_EXTRACTO DE PÁGINA:_

+ + +

Lo llamaron por última vez a la dirección del Colegio Santa Cecilia para convencerlo de que ser sacerdote era una gran oportunidad de servirle a Dios, pero su decisión estaba afilada como un bisturí: él sería médico. Decidió servir de otra forma al Señor, no curando almas, sino enfermedades.
La opción por la medicina la descubrió un día cuando se ofreció para ayudar a Eulalio, el enfermero del colegio. Una epidemia de gripe había postrado a varios alumnos. «Ve a la enfermería, ya te dirán qué hacer», fue la orden que le dio el sacerdote al único voluntario de la clase, el joven Roberto Cerritos Henríquez.
Nunca volvió a pensar en nada más que en ser médico. Me contó en una entrevista que le hice en 2018, ya con la ceniza del tiempo en su cabello y una tradicional guayabera celeste, que en una bolsa portaba un bolígrafo y mostraba con orgullo las letras bordadas que revelaban su nombre y su especialidad: Dr. Roberto W. Cerritos, endocrinólogo.

+ + +

_EXTRACTOS DE REGISTROS:_

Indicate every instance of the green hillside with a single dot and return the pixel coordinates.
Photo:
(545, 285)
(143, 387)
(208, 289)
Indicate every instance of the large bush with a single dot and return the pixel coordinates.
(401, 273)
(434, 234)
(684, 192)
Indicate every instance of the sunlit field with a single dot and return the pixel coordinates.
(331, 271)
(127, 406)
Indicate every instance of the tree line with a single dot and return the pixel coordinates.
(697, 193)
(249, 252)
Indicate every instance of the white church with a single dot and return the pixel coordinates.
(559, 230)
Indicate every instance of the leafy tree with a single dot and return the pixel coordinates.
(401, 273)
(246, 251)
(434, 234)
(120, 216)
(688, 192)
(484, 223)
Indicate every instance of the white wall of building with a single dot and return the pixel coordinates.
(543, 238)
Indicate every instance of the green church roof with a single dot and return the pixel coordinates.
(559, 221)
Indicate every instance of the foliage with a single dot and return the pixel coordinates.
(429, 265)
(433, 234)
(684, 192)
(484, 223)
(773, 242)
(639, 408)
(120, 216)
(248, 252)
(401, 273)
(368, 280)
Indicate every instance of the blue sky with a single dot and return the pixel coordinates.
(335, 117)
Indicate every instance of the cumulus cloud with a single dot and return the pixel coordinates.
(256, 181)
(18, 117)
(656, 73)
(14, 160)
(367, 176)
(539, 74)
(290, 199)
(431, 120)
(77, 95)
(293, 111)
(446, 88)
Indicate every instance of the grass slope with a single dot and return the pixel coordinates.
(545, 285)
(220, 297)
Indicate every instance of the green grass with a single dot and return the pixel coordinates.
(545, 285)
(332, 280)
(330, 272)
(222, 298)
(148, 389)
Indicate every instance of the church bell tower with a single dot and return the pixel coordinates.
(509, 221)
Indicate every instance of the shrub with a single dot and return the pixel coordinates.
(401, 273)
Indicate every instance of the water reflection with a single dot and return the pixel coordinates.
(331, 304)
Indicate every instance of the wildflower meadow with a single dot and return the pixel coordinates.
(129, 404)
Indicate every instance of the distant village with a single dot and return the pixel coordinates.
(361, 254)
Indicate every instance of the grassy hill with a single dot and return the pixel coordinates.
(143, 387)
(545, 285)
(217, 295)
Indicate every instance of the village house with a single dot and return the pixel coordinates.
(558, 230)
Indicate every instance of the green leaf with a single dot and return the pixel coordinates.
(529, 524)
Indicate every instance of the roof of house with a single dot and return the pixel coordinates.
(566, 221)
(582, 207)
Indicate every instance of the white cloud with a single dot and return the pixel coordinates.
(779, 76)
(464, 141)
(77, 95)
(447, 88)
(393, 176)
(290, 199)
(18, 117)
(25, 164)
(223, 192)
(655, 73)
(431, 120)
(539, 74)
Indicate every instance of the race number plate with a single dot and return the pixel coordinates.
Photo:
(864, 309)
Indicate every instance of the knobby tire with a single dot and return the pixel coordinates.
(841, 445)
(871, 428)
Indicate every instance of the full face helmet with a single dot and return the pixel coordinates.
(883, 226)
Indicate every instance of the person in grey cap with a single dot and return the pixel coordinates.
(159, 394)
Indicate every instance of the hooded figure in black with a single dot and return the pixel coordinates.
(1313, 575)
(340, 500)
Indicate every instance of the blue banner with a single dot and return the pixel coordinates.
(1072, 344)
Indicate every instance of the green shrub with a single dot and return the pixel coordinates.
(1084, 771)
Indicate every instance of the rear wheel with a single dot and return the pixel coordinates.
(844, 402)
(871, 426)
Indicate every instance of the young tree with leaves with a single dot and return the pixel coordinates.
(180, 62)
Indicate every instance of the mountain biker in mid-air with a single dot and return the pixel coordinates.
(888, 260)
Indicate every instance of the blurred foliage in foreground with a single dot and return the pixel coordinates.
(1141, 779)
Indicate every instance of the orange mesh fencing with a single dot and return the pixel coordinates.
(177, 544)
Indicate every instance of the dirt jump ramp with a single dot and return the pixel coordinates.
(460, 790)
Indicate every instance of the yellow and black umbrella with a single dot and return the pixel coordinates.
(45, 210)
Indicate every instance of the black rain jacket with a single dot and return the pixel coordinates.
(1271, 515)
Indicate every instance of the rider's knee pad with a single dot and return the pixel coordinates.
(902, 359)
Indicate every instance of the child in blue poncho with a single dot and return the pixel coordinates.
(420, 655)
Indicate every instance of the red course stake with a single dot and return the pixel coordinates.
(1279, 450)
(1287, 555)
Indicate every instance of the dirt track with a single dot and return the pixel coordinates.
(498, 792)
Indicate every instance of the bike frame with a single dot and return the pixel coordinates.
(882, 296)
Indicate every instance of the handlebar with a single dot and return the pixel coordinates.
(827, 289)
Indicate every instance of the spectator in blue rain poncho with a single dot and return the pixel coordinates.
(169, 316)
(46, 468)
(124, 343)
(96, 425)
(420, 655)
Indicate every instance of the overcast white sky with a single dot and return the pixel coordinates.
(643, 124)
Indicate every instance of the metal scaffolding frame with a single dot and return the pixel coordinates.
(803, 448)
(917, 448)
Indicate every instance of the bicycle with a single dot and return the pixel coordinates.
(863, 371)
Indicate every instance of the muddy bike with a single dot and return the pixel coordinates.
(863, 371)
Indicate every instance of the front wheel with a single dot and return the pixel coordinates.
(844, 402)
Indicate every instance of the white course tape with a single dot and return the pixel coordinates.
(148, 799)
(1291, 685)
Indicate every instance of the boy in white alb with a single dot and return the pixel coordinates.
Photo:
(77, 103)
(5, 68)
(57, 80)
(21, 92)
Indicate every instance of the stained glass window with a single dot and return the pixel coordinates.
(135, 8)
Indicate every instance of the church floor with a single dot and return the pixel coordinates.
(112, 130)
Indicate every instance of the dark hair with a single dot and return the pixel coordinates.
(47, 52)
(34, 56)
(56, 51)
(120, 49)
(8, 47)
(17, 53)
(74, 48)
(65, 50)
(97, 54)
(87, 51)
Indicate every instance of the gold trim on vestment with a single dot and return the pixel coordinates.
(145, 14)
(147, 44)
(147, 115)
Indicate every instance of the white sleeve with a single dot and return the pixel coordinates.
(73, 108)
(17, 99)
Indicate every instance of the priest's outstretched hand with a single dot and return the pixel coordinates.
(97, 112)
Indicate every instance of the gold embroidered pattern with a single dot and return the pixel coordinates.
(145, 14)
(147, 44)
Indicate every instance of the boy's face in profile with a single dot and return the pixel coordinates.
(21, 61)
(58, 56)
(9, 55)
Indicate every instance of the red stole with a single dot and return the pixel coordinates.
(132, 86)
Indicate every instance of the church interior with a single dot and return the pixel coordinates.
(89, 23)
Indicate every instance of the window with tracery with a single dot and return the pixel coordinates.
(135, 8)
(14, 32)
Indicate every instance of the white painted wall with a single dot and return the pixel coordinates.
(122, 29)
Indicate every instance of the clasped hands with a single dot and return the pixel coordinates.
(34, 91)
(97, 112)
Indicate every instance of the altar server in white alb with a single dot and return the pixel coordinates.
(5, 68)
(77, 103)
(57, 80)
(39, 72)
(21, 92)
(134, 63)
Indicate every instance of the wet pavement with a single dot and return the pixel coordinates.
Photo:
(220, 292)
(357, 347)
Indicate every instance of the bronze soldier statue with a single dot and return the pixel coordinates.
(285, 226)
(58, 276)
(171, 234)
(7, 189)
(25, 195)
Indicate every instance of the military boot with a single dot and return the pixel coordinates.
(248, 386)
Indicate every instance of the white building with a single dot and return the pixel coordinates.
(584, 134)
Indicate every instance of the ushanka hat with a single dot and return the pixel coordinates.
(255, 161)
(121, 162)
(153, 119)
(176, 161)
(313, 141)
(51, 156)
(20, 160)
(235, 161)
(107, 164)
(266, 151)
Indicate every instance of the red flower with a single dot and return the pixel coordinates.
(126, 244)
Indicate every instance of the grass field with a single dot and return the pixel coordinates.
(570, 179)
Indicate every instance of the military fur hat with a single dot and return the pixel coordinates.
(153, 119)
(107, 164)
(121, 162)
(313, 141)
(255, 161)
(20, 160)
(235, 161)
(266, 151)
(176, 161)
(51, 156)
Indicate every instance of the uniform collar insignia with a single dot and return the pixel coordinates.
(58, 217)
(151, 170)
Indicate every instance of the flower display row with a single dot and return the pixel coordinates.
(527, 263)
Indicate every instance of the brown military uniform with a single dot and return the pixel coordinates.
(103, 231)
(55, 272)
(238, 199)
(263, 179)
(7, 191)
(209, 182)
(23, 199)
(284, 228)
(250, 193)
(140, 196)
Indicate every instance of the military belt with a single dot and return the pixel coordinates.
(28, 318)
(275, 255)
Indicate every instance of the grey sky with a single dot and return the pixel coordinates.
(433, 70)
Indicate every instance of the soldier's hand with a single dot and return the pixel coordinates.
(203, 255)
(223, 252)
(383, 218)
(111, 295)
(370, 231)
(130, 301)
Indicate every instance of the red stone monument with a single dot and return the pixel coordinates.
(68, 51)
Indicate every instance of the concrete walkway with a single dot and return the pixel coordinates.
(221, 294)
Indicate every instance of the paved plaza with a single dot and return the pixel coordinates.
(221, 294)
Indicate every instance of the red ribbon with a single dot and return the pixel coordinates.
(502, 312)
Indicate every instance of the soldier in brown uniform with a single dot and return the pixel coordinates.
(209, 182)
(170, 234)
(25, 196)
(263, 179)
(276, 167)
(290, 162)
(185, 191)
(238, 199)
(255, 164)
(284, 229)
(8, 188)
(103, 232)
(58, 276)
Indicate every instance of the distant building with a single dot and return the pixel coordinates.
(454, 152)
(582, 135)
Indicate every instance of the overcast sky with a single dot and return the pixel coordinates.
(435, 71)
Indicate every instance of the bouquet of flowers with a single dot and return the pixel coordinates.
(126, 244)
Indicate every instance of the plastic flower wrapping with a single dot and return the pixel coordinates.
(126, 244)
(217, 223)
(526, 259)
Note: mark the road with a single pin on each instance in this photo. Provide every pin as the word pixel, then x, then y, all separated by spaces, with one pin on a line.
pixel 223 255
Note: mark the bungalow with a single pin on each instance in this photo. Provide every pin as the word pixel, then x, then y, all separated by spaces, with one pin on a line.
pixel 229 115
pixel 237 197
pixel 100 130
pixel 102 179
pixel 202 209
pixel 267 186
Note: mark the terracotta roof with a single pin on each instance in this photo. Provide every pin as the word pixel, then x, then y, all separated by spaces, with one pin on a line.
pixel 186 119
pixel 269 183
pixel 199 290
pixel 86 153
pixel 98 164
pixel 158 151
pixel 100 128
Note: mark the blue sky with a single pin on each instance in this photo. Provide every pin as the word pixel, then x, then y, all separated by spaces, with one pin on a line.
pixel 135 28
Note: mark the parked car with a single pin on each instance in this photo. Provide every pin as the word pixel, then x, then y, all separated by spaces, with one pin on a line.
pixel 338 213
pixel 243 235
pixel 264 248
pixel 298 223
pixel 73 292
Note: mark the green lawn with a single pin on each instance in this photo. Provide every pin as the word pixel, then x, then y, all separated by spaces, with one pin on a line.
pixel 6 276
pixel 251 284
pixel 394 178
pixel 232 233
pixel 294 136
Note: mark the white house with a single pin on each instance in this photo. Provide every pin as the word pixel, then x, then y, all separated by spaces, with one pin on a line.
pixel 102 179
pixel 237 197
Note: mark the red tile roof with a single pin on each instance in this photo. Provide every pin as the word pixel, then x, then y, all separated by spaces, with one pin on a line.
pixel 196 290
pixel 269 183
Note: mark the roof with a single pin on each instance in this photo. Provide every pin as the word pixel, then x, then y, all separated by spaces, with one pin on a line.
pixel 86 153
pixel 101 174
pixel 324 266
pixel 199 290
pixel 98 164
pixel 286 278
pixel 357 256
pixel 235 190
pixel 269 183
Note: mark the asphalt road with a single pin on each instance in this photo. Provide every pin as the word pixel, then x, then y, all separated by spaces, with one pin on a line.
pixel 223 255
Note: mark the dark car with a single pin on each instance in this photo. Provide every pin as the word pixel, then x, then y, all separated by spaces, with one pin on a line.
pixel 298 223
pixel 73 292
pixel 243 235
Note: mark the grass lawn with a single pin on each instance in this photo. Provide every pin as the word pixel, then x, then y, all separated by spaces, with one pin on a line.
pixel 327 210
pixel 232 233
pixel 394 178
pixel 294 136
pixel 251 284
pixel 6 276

+ + +

_ACCIONES POR REALIZAR:_
• a. Responde estas preguntas según el fragmento sobre Roberto Cerritos:
(i) ¿Cómo se llamaba el colegio donde estudiaba?
(ii) ¿Quién era el enfermero del colegio?
(iii) ¿En qué año se le hizo la entrevista?
• b. Enumera todos los oficios o profesiones que se nombran en el fragmento sobre Roberto Cerritos.
• c. Prosigue el fragmento sobre Roberto Cerritos a partir de su última oración.
Los ítems proceden de una fuente distinta a la del fragmento.

_RESULTADOS POR TAREA:_
• a.
(i) Colegio Santa Cecilia
(ii) Eulalio
(iii) 2018

• b. sacerdote, médico, enfermero, endocrinólogo

• c.
Se graduó de la Universidad de El Salvador de médico general y se especializó en endocrinología en Estados Unidos, donde le insistieron en que se quedara a desarrollar su carrera. Regresó al país para revolucionar el enfoque, el tratamiento y la educación de la diabetes. «La mejor cura es educar, lo demás son cuidados diarios», era su consigna.
Fundó la Asociación Salvadoreña de Diabetes (Asadi), ayudó a construir la Unidad de Endocrinología en el Hospital Nacional Rosales, promovió el uso de la insulina a mediados del siglo pasado y preparó a varios médicos especialistas en endocrinología; algunos han destacado siguiendo sus pasos.
El Dr. Cerritos cumplió más de 50 años de profesión y docencia, pues empezó muy joven a colaborar como docente en la UES, y ha dejado este mundo a los 81 años (falleció el 27 de septiembre de 2023).
Se va con un sueño no realizado, siempre promovió la creación del Instituto Nacional de la Diabetes, pues es una enfermedad que ha aumentado significativamente en las últimas décadas, llegando a afectar a un poco más de un millón y medio de salvadoreños, de los cuales a diario mueren muchos por causas directas e indirectas de esa afección del sistema endocrino.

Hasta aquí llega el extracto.